■ Given instruction 1
In the passage about teachers and technology coordinators, what one characteristic do the receding teachers share?

I was already pretty comfortable with this metaphor but reactions to my initial post (which examined a tech coordinator perplexed by her faculty’s disinterest) have essentially tossed a goose-down comforter my way and invited me to bunk down with it.
Hang with me for a second:
A teaching group is receding – retiring, in some cases – and I won’t miss them. These teachers don’t fit any specific archetype – you can find them in any school, in any content area – but they do share one characteristic: they put the burden of engagement on their students.
If their students aren’t engaged, their students should simply pay closer attention or, should the teacher accept any responsibility at all, it’s for more frequent notebook checks, parent phone calls, and tougher punishment for distraction. They’re the ones who bemoan students who “aren’t there to learn,” the ones you hate sitting next to during all-district professional development. Anecdotally, I notice them leaving the job and I know that no one but their own kind will mourn their departure.
The link between some technology coordinators and these teachers seems altogether obvious to me right now.
Some technology coordinators expect teachers to meet them halfway or farther in their efforts to integrate technology into the classroom. They expect teachers to share their passion, to carry water up this hill alongside them, and when the reality of the thing closes in – teachers equally beholden to content-standards and the clock – they tend instinctively toward punitive measures: negative evaluations, citations, administrative sanctions, notebook checks.
It never occurs to them to develop a more persuasive pitch. (ie. tech units which better streamline into a teacher’s existing standards-based curriculum.)

Dataset excerpt
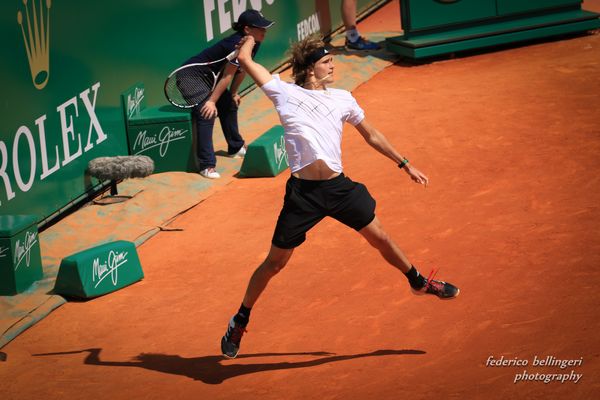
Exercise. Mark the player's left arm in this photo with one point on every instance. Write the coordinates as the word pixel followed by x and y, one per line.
pixel 380 143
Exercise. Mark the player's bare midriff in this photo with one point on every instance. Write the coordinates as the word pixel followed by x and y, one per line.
pixel 317 171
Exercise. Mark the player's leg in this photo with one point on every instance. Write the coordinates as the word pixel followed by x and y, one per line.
pixel 275 261
pixel 298 215
pixel 379 239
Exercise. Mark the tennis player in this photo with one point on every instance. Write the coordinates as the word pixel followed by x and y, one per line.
pixel 312 115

■ Given instruction 2
Duplicate all of the records in the dataset excerpt above line for line, leaving the pictures out.

■ Reply 1
They put the burden of engagement on their students.

■ Reply 2
Exercise. Mark the player's left arm in this photo with one point on every instance. Write the coordinates as the word pixel followed by x and y, one per line.
pixel 380 143
Exercise. Mark the player's bare midriff in this photo with one point on every instance. Write the coordinates as the word pixel followed by x and y, one per line.
pixel 317 171
Exercise. Mark the player's leg in this photo with one point on every instance. Write the coordinates as the word pixel followed by x and y, one per line.
pixel 275 261
pixel 298 215
pixel 379 239
Exercise. Mark the tennis player in this photo with one point on every instance. Write the coordinates as the word pixel followed by x and y, one per line.
pixel 312 115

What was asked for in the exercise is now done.